*Aim of the exercise:*
Somewhere in the records below is a line containing "Target: stone retaining wall". Copy that line and everything after it through the end, unchanged.

========================

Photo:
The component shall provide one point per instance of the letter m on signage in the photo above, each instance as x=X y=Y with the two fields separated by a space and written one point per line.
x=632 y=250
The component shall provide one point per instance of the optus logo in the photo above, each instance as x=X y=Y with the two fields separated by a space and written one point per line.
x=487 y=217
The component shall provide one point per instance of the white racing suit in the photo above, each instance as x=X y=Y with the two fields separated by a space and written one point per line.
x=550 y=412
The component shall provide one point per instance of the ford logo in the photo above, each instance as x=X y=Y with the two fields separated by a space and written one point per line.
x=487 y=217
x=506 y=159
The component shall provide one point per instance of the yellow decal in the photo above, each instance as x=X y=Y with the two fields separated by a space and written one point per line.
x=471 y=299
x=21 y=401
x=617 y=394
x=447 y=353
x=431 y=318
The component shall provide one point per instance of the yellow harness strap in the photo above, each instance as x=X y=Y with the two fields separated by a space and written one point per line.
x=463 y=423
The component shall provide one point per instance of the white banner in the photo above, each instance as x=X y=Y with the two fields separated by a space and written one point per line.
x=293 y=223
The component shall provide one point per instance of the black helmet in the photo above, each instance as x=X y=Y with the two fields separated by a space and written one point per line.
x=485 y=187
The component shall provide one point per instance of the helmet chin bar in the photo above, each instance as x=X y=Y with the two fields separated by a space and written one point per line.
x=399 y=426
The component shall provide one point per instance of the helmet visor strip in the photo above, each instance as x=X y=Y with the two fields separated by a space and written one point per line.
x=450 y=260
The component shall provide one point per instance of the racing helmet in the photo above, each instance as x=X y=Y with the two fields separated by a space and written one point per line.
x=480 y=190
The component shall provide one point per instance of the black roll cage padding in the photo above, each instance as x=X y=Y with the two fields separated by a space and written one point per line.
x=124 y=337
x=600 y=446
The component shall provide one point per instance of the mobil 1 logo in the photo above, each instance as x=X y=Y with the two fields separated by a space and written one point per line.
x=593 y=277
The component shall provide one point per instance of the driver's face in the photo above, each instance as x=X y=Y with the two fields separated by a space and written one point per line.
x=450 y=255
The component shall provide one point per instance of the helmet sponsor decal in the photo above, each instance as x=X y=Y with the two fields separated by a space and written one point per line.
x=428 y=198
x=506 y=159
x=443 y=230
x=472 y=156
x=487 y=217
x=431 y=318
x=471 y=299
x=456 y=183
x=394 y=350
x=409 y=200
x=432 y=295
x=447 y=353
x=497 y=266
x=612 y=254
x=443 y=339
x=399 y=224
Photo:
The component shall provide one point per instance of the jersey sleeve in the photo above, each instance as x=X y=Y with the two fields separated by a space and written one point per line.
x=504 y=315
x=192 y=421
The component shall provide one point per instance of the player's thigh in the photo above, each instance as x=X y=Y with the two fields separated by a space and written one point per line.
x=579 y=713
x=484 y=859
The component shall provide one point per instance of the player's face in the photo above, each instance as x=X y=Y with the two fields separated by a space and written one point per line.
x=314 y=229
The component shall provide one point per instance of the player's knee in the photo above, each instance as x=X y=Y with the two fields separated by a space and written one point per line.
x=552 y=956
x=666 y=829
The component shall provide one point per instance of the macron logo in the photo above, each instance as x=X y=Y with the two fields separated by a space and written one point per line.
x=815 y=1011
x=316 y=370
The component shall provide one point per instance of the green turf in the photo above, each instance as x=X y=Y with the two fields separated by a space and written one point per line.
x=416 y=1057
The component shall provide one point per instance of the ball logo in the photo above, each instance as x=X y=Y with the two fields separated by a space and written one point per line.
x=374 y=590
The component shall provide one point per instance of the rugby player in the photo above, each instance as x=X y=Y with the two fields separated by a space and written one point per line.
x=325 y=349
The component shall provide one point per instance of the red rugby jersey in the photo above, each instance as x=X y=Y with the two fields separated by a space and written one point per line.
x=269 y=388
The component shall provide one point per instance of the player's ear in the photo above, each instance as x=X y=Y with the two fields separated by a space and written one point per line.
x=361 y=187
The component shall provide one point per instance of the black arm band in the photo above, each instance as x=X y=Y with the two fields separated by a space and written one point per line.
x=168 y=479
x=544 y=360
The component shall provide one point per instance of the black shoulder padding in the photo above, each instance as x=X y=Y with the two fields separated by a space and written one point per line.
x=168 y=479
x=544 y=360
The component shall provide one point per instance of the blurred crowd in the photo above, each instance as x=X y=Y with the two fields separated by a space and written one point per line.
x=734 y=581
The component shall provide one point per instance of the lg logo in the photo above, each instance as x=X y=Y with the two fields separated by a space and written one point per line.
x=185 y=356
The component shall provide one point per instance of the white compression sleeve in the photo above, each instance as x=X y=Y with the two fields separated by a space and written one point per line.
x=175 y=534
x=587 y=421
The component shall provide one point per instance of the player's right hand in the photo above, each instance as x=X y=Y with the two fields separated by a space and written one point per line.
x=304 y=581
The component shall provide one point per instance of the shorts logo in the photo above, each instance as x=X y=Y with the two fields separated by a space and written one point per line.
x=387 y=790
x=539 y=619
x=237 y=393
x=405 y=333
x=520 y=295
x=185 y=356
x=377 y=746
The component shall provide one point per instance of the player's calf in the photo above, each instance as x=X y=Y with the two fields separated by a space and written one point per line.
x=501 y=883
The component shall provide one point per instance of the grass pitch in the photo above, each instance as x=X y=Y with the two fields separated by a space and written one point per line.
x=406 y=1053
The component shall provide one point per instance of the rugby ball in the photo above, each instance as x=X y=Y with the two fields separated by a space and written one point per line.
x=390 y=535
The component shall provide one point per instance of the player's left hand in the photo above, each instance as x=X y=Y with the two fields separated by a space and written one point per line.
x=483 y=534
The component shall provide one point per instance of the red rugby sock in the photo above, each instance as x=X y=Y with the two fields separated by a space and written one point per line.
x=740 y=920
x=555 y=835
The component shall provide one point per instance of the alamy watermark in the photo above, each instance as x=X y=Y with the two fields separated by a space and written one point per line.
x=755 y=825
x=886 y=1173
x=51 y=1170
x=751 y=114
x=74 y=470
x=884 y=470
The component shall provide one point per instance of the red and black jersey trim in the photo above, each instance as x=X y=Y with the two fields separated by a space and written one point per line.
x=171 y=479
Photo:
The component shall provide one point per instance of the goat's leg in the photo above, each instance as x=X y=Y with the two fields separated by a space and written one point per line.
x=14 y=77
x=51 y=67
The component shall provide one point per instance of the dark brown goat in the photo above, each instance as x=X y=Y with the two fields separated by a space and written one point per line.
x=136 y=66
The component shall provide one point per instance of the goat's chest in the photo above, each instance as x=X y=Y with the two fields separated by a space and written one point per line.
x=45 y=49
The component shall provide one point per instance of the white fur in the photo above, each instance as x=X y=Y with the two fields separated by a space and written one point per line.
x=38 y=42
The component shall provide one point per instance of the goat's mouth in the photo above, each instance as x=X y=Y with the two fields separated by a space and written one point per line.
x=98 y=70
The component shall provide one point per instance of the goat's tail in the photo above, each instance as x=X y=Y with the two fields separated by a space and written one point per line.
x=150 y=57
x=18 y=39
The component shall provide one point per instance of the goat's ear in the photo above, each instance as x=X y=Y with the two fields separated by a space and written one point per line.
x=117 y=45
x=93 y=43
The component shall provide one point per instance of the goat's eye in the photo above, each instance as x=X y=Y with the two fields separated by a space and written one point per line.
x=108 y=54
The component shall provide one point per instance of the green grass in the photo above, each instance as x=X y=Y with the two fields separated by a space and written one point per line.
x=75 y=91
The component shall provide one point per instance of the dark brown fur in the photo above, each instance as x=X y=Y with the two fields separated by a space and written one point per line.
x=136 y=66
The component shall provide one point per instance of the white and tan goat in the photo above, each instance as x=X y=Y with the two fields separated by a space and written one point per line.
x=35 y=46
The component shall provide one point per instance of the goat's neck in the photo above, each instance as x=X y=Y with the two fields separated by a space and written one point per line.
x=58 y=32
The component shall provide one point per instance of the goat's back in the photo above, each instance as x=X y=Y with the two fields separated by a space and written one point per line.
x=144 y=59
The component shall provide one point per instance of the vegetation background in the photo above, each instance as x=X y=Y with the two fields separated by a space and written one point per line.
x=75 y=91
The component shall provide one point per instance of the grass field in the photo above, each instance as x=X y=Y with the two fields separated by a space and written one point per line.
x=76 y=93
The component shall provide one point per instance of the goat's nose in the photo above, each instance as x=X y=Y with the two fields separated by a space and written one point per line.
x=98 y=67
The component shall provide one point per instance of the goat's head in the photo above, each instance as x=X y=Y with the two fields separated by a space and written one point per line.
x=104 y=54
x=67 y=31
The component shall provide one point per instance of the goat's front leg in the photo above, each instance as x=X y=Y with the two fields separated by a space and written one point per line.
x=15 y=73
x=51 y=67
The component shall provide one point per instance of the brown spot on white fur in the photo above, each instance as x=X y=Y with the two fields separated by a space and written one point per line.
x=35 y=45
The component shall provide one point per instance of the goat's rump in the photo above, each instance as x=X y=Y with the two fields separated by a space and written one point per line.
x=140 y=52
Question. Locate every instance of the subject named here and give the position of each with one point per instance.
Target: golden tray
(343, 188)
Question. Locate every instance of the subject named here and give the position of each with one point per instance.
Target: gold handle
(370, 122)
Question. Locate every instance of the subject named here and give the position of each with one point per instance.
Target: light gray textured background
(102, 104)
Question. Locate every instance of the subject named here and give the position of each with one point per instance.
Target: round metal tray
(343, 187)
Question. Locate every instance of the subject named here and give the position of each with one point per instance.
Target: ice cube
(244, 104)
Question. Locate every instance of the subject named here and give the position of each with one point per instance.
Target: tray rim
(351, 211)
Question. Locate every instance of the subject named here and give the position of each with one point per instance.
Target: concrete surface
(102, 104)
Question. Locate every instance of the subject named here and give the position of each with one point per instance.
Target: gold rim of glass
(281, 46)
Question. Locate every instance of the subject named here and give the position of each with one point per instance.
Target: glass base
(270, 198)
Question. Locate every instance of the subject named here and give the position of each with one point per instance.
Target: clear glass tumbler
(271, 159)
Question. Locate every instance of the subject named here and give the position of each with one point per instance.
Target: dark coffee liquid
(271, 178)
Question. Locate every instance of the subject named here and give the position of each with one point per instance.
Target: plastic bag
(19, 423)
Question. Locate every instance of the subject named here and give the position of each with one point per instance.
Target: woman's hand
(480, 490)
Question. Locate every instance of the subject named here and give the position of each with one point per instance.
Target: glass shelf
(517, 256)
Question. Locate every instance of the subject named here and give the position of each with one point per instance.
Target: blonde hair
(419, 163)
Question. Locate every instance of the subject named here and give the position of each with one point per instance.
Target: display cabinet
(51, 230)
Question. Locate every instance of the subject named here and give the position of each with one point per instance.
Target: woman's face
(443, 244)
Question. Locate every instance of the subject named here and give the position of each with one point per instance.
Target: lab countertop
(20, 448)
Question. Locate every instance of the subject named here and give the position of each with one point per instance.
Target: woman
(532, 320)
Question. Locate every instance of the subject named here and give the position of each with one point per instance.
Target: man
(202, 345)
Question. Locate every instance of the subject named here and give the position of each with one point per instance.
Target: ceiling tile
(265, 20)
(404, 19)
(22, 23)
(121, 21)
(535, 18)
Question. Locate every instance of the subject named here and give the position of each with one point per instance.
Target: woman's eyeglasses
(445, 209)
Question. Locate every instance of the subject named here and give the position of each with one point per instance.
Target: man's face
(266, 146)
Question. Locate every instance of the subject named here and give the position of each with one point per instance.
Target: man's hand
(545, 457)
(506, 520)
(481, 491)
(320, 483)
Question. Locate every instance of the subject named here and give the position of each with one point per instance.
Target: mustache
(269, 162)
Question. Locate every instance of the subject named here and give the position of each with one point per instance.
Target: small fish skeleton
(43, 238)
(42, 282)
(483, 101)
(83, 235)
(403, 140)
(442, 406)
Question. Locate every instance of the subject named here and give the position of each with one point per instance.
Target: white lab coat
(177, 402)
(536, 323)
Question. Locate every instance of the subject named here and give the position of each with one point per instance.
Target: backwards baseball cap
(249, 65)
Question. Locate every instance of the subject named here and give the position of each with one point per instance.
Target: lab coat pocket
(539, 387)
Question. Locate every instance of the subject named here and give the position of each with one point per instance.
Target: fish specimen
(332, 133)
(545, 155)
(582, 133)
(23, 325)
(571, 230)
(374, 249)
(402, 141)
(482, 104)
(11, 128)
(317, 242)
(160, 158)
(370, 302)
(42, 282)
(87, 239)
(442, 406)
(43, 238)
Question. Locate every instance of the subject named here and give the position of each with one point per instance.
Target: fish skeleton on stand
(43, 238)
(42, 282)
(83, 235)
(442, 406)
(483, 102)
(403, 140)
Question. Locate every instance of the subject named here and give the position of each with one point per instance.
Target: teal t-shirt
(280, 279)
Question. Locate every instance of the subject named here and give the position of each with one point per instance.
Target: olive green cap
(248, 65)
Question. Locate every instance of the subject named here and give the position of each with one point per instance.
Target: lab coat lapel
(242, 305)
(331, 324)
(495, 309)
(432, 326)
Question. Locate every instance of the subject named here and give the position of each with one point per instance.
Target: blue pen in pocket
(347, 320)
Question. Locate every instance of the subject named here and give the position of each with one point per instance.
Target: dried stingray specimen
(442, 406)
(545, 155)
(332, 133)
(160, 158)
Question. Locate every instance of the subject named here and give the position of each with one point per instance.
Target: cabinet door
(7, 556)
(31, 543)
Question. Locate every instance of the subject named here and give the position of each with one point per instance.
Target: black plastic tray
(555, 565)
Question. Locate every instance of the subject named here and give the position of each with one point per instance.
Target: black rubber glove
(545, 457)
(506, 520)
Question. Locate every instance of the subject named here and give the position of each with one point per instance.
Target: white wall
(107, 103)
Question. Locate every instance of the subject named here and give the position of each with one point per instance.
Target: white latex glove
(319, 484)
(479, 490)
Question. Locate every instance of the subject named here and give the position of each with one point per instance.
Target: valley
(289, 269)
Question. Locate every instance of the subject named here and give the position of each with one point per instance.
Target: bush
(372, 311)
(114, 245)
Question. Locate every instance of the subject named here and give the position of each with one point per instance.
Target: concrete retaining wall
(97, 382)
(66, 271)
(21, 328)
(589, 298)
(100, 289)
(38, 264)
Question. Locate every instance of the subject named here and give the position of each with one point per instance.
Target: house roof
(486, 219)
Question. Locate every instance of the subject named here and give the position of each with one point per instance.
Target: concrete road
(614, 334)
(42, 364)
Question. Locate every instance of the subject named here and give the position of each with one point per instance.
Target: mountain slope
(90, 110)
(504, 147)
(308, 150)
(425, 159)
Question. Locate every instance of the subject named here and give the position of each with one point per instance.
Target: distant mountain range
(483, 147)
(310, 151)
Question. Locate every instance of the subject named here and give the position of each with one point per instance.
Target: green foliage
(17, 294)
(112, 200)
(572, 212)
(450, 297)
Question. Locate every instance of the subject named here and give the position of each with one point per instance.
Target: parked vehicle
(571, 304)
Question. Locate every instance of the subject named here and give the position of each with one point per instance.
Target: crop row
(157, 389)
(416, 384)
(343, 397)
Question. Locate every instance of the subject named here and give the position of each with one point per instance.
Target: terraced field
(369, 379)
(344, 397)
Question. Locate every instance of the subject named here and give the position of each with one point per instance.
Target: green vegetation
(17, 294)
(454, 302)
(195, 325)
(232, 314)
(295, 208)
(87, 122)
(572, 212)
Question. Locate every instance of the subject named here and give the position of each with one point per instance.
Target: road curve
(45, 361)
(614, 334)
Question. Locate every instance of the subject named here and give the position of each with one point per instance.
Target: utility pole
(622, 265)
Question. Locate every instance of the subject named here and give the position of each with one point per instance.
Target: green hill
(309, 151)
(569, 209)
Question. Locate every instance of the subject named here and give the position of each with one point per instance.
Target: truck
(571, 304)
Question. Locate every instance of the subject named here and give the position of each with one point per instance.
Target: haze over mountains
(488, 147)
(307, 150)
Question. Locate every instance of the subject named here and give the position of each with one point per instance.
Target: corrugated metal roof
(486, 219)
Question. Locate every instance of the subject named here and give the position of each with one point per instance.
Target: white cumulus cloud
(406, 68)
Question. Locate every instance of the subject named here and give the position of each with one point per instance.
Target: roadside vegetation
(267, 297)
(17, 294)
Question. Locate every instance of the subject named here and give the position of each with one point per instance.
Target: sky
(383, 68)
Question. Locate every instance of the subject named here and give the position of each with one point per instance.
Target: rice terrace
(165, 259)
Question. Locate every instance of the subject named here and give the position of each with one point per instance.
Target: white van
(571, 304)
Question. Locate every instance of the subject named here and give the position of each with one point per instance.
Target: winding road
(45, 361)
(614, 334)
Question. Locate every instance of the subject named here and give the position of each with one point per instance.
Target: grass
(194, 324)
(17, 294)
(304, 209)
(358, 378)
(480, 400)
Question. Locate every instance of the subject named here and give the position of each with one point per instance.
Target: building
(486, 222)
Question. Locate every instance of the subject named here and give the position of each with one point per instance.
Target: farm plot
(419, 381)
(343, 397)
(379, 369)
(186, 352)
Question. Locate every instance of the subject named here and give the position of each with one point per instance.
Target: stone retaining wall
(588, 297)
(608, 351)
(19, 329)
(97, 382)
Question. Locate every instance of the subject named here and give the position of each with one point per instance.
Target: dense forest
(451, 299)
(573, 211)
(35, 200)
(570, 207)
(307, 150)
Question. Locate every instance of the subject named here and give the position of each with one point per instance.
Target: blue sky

========================

*Problem solution:*
Target: stone retaining wall
(588, 297)
(608, 351)
(19, 329)
(97, 382)
Question. Locate every instance of the subject named here and give the position of each with one point per instance.
Target: dense forest
(451, 299)
(573, 211)
(35, 200)
(570, 207)
(307, 150)
Question. Locate every instance of the subject named here and give the position of each with one point per instance.
Target: blue sky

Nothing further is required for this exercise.